**YOUR INSTRUCTIONS:** Reproduce the lines below word for word, leaving out the picture.

**DATA ROWS:**
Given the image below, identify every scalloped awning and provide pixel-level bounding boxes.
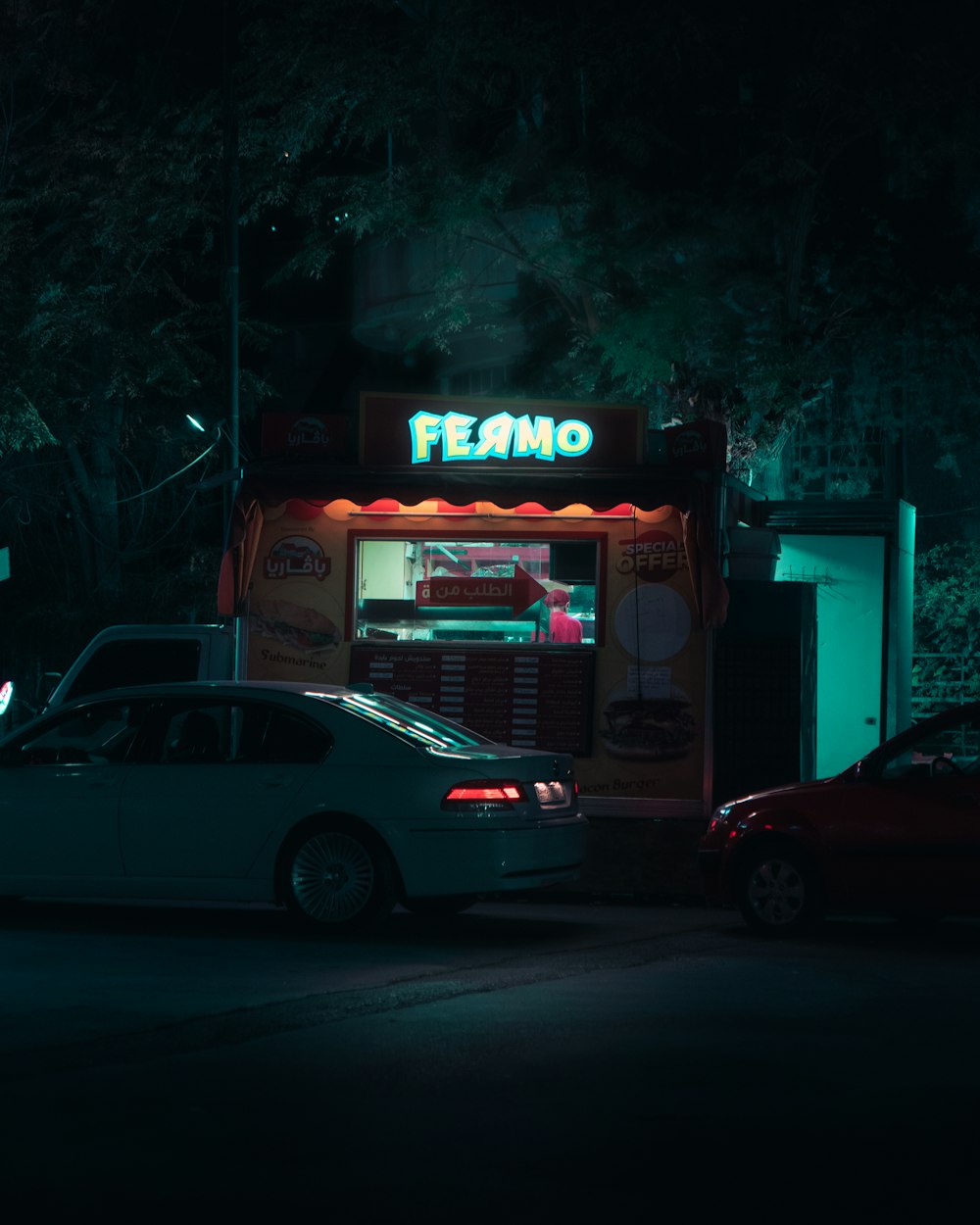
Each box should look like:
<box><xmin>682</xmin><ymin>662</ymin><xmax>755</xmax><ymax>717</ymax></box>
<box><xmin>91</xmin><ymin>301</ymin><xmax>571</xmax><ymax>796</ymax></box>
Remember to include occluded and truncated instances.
<box><xmin>231</xmin><ymin>462</ymin><xmax>710</xmax><ymax>514</ymax></box>
<box><xmin>219</xmin><ymin>462</ymin><xmax>728</xmax><ymax>628</ymax></box>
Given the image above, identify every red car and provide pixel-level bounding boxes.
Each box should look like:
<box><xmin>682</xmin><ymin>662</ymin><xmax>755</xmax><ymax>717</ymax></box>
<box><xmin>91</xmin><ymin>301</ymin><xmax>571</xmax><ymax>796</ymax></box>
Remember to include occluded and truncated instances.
<box><xmin>699</xmin><ymin>702</ymin><xmax>980</xmax><ymax>935</ymax></box>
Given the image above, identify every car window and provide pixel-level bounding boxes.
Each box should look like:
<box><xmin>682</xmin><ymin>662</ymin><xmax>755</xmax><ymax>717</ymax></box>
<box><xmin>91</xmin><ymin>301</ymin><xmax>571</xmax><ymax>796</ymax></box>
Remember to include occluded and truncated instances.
<box><xmin>3</xmin><ymin>702</ymin><xmax>147</xmax><ymax>765</ymax></box>
<box><xmin>158</xmin><ymin>701</ymin><xmax>332</xmax><ymax>765</ymax></box>
<box><xmin>234</xmin><ymin>705</ymin><xmax>333</xmax><ymax>764</ymax></box>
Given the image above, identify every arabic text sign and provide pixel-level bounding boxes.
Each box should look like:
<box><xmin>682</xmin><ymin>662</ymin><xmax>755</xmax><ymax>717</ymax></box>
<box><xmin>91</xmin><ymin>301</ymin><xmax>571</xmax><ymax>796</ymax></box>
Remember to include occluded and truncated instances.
<box><xmin>416</xmin><ymin>566</ymin><xmax>545</xmax><ymax>612</ymax></box>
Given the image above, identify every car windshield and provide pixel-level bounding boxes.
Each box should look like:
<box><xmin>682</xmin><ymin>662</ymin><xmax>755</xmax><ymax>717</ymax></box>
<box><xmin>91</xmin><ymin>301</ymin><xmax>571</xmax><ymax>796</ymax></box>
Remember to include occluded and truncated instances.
<box><xmin>308</xmin><ymin>691</ymin><xmax>493</xmax><ymax>751</ymax></box>
<box><xmin>881</xmin><ymin>715</ymin><xmax>980</xmax><ymax>779</ymax></box>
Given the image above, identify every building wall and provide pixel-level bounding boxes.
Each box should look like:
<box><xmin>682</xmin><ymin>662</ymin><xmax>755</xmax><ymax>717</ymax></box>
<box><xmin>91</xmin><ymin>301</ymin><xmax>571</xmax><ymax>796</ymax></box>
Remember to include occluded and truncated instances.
<box><xmin>775</xmin><ymin>534</ymin><xmax>888</xmax><ymax>778</ymax></box>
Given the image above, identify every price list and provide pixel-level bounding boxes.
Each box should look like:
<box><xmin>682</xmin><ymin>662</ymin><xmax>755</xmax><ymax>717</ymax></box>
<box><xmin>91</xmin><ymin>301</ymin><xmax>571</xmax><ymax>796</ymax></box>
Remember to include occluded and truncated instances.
<box><xmin>351</xmin><ymin>643</ymin><xmax>596</xmax><ymax>756</ymax></box>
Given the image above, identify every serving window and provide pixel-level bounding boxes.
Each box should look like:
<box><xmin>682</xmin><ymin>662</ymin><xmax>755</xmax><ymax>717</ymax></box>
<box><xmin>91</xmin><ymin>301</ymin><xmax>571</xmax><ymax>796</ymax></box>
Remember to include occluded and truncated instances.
<box><xmin>353</xmin><ymin>534</ymin><xmax>603</xmax><ymax>646</ymax></box>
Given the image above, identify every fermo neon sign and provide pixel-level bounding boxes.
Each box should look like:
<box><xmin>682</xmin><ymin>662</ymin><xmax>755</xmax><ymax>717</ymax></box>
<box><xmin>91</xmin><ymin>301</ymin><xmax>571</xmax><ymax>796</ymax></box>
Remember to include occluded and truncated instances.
<box><xmin>408</xmin><ymin>412</ymin><xmax>593</xmax><ymax>464</ymax></box>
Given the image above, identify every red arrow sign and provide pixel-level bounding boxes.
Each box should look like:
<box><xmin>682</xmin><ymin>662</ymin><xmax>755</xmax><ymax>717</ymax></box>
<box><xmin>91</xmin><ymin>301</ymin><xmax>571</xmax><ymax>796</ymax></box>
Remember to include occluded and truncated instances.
<box><xmin>416</xmin><ymin>566</ymin><xmax>547</xmax><ymax>616</ymax></box>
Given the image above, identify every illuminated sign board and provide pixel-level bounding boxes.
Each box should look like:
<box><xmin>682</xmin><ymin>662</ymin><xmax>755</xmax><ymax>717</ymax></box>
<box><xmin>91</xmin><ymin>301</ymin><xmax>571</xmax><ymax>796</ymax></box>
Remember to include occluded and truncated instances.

**COMPLETE ANSWER:**
Given the image below, identify every scalloped awning and provide pixel-level bounding boxes.
Each box should look like:
<box><xmin>682</xmin><ymin>662</ymin><xmax>755</xmax><ymax>717</ymax></box>
<box><xmin>91</xmin><ymin>301</ymin><xmax>571</xmax><ymax>796</ymax></box>
Remember to include occluded and truncated instances.
<box><xmin>231</xmin><ymin>462</ymin><xmax>710</xmax><ymax>514</ymax></box>
<box><xmin>219</xmin><ymin>462</ymin><xmax>728</xmax><ymax>628</ymax></box>
Given the image above, identify every red car and provide pixel-level bounding boxes.
Each box should look like:
<box><xmin>682</xmin><ymin>662</ymin><xmax>755</xmax><ymax>717</ymax></box>
<box><xmin>91</xmin><ymin>301</ymin><xmax>571</xmax><ymax>796</ymax></box>
Remember to include occluded and truncated instances.
<box><xmin>699</xmin><ymin>702</ymin><xmax>980</xmax><ymax>935</ymax></box>
Given the image above, identify every car window and provide pixel-level bounding boxes.
Each box should look like:
<box><xmin>682</xmin><ymin>662</ymin><xmax>755</xmax><ymax>717</ymax></box>
<box><xmin>91</xmin><ymin>301</ymin><xmax>571</xmax><ymax>796</ymax></box>
Remember to include occluded and truncated instances.
<box><xmin>3</xmin><ymin>702</ymin><xmax>147</xmax><ymax>765</ymax></box>
<box><xmin>158</xmin><ymin>701</ymin><xmax>332</xmax><ymax>765</ymax></box>
<box><xmin>234</xmin><ymin>705</ymin><xmax>333</xmax><ymax>764</ymax></box>
Given the image above, identify every arabic text sign and provide pixel-level bounding boxes.
Each box should look like:
<box><xmin>682</xmin><ymin>662</ymin><xmax>755</xmax><ymax>717</ymax></box>
<box><xmin>91</xmin><ymin>301</ymin><xmax>571</xmax><ymax>796</ymax></box>
Remember to include occluded and truncated instances.
<box><xmin>416</xmin><ymin>566</ymin><xmax>545</xmax><ymax>612</ymax></box>
Given the image above, identify every car windshield and provide pixel-level bounding boxes.
Each box should look like:
<box><xmin>682</xmin><ymin>662</ymin><xmax>755</xmax><ymax>717</ymax></box>
<box><xmin>91</xmin><ymin>301</ymin><xmax>571</xmax><ymax>796</ymax></box>
Remember to include occluded and truncated instances.
<box><xmin>308</xmin><ymin>691</ymin><xmax>493</xmax><ymax>751</ymax></box>
<box><xmin>881</xmin><ymin>715</ymin><xmax>980</xmax><ymax>779</ymax></box>
Given the image above, identify every building wall and provide pixel-level bounding boxes.
Each box should look like:
<box><xmin>682</xmin><ymin>662</ymin><xmax>755</xmax><ymax>717</ymax></box>
<box><xmin>91</xmin><ymin>301</ymin><xmax>571</xmax><ymax>796</ymax></box>
Remember to include occluded and truncated instances.
<box><xmin>775</xmin><ymin>534</ymin><xmax>888</xmax><ymax>778</ymax></box>
Given the image above, identify every price list and provide pixel-level bounding boxes.
Each box should look like:
<box><xmin>682</xmin><ymin>662</ymin><xmax>755</xmax><ymax>717</ymax></box>
<box><xmin>91</xmin><ymin>301</ymin><xmax>571</xmax><ymax>796</ymax></box>
Remember to include occluded and truncated instances.
<box><xmin>351</xmin><ymin>643</ymin><xmax>596</xmax><ymax>756</ymax></box>
Given the image above, identify every serving window and provide pixel-level bounding boxes.
Each box should look like:
<box><xmin>682</xmin><ymin>662</ymin><xmax>755</xmax><ymax>717</ymax></box>
<box><xmin>91</xmin><ymin>301</ymin><xmax>571</xmax><ymax>796</ymax></box>
Remember to include occluded and truncated instances.
<box><xmin>353</xmin><ymin>534</ymin><xmax>603</xmax><ymax>646</ymax></box>
Given the image above, identify every fermo neon sign and provide pixel-level bounding boxes.
Each box should look like:
<box><xmin>682</xmin><ymin>662</ymin><xmax>755</xmax><ymax>717</ymax></box>
<box><xmin>91</xmin><ymin>301</ymin><xmax>571</xmax><ymax>796</ymax></box>
Remember to include occluded and truncated instances.
<box><xmin>408</xmin><ymin>412</ymin><xmax>593</xmax><ymax>464</ymax></box>
Given the image above, identify every red arrow sign and provide pixel-level bounding boxes.
Each box should look like:
<box><xmin>682</xmin><ymin>662</ymin><xmax>755</xmax><ymax>717</ymax></box>
<box><xmin>91</xmin><ymin>301</ymin><xmax>571</xmax><ymax>796</ymax></box>
Remember to include occluded and truncated instances.
<box><xmin>416</xmin><ymin>566</ymin><xmax>547</xmax><ymax>616</ymax></box>
Given the image above, identify every illuminated sign board and provide pixel-level bounding boxes.
Each box should look like:
<box><xmin>682</xmin><ymin>662</ymin><xmax>755</xmax><ymax>717</ymax></box>
<box><xmin>91</xmin><ymin>301</ymin><xmax>571</xmax><ymax>796</ymax></box>
Remember to include occluded and truncated instances.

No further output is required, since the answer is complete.